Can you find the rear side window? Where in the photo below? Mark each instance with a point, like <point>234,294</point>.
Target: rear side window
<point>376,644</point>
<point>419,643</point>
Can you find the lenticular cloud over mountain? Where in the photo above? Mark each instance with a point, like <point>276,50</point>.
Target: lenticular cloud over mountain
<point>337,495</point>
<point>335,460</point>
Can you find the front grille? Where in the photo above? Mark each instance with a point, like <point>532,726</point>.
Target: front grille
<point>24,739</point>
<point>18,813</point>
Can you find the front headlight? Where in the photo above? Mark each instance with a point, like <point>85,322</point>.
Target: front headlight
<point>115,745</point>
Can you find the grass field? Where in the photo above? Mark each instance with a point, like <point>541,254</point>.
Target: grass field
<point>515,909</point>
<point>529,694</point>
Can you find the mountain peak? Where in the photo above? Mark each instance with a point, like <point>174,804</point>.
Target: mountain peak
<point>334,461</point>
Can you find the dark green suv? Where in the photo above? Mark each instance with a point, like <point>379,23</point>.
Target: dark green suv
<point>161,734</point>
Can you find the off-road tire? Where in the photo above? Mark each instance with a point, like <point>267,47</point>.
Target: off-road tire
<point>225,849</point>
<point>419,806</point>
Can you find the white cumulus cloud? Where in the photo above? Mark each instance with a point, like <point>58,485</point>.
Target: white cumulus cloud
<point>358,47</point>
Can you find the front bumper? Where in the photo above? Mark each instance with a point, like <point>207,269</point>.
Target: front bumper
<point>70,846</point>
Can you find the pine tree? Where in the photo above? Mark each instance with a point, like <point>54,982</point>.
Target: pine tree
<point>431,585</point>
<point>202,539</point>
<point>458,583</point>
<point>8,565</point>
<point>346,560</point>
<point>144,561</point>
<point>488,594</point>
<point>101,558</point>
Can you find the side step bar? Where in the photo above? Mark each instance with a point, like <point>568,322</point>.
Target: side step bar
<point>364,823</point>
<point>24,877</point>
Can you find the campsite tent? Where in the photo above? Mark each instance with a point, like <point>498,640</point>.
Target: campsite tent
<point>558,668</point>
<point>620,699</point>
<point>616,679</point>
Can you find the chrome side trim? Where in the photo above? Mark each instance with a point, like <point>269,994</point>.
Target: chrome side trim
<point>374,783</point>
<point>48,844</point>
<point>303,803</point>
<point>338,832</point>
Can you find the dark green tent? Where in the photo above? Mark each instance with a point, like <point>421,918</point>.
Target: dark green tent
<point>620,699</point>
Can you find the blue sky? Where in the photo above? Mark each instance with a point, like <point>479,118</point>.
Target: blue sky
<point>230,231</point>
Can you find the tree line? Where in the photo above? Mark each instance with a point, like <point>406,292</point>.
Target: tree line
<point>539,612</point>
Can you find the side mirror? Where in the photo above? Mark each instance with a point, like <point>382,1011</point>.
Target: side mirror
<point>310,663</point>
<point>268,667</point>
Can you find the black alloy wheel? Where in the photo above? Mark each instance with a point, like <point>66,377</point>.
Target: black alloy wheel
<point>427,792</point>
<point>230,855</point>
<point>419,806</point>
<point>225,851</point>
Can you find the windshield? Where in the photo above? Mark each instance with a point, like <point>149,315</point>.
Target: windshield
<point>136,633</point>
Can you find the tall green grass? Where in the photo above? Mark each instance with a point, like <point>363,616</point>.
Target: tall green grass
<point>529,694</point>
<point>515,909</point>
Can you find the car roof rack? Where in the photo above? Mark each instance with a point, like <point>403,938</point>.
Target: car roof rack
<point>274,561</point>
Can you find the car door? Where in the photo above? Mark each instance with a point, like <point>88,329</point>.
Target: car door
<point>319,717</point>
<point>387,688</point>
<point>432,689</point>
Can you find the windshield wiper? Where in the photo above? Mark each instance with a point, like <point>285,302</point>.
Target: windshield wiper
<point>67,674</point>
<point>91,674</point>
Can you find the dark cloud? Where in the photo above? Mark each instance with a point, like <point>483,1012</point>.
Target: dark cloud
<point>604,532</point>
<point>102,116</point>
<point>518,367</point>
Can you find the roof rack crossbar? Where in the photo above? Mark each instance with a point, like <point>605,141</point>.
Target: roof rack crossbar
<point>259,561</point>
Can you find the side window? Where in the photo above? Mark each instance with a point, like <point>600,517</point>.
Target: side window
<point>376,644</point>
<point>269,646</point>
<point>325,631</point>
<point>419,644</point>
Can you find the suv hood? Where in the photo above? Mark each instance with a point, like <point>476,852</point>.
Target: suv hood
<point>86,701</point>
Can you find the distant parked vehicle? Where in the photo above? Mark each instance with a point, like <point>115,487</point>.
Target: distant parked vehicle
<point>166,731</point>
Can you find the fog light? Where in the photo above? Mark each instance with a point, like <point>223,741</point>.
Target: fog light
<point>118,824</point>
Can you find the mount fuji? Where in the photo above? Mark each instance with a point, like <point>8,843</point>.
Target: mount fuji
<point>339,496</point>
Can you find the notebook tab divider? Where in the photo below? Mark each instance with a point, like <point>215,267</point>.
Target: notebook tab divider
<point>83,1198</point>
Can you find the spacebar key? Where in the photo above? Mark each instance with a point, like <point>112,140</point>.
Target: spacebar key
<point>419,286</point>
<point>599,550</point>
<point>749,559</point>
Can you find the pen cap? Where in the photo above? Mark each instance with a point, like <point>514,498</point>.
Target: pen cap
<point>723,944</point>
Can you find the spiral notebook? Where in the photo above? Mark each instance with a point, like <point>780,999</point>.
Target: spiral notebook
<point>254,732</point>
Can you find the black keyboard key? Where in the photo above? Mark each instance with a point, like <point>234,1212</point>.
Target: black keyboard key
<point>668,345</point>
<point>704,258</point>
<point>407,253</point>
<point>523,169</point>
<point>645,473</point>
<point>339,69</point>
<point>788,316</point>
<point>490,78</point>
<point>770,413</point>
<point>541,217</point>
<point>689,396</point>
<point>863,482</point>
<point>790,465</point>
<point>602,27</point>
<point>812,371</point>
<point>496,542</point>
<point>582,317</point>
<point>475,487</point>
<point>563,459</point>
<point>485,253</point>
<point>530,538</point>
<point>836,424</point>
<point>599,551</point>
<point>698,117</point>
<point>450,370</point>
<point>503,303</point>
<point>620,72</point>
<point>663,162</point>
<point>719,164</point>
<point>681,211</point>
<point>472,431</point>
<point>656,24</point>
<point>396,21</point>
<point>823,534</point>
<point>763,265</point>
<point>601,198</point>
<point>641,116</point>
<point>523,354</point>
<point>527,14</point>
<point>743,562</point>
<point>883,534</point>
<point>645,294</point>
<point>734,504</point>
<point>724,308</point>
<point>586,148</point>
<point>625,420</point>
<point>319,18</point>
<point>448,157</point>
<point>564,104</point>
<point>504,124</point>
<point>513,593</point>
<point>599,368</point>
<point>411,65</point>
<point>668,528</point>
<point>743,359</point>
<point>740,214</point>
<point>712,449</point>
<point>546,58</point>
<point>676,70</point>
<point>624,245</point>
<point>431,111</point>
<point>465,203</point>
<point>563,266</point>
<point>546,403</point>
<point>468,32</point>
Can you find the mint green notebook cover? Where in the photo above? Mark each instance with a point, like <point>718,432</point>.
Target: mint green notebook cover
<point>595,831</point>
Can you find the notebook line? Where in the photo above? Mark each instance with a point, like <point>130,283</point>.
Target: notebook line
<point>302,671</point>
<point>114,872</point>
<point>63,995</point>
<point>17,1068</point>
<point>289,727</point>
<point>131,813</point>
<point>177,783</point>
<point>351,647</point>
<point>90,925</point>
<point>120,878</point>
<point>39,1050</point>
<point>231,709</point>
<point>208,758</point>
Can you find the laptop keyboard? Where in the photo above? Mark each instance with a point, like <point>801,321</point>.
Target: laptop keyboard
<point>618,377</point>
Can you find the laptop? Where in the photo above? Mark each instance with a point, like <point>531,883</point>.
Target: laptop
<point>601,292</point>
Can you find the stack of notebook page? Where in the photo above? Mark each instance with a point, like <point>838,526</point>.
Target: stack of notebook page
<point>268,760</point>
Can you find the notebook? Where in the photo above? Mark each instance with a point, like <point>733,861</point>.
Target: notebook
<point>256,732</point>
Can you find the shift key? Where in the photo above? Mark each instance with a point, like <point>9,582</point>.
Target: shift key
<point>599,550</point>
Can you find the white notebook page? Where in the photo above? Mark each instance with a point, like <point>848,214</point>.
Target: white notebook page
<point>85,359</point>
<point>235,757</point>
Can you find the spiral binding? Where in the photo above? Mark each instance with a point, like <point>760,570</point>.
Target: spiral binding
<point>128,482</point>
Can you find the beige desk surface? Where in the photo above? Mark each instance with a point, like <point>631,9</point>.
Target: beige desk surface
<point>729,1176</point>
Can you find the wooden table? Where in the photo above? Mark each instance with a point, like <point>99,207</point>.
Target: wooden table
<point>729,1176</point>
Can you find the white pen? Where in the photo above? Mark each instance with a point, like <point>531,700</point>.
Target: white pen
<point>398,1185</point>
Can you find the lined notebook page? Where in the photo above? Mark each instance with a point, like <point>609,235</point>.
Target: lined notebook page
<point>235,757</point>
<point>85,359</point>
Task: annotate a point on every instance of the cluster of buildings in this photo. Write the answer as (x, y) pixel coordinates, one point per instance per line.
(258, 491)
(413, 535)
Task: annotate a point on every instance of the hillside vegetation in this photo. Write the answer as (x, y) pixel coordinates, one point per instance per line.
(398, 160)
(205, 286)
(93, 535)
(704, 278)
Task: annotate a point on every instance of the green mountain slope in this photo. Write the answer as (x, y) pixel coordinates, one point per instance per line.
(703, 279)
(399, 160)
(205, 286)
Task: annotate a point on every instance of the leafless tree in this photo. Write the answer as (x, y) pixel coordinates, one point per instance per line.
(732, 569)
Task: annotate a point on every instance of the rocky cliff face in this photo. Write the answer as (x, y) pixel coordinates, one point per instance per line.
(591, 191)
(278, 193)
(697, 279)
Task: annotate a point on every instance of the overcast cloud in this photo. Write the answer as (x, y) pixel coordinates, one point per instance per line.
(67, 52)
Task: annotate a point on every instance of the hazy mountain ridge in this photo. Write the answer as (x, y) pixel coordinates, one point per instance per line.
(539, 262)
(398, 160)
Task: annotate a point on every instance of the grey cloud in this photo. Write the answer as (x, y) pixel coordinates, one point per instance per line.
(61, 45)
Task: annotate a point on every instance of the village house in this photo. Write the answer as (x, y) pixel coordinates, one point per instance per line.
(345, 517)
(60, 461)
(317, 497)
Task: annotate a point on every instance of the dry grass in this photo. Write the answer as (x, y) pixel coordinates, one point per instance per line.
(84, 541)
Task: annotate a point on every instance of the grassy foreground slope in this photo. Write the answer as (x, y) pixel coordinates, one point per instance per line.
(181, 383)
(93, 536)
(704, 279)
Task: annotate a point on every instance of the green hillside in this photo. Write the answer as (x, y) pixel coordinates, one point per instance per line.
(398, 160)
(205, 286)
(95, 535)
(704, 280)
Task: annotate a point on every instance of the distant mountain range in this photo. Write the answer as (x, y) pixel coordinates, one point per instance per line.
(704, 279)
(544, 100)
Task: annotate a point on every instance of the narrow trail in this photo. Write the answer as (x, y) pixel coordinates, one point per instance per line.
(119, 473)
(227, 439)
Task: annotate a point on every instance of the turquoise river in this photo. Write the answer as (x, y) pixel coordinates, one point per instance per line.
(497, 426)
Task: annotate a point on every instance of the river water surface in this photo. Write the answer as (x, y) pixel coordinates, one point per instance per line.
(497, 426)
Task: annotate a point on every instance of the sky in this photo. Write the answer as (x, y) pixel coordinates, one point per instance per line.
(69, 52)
* * * * *
| Your task |
Please go through the material and return each line where the word "below" appears.

| Task response |
Can you find the rear side window? Where in the photo below? Mark each instance with a point, like <point>234,294</point>.
Can you find the notebook tab divider? Where in the photo below? Mark each instance with a point, like <point>215,267</point>.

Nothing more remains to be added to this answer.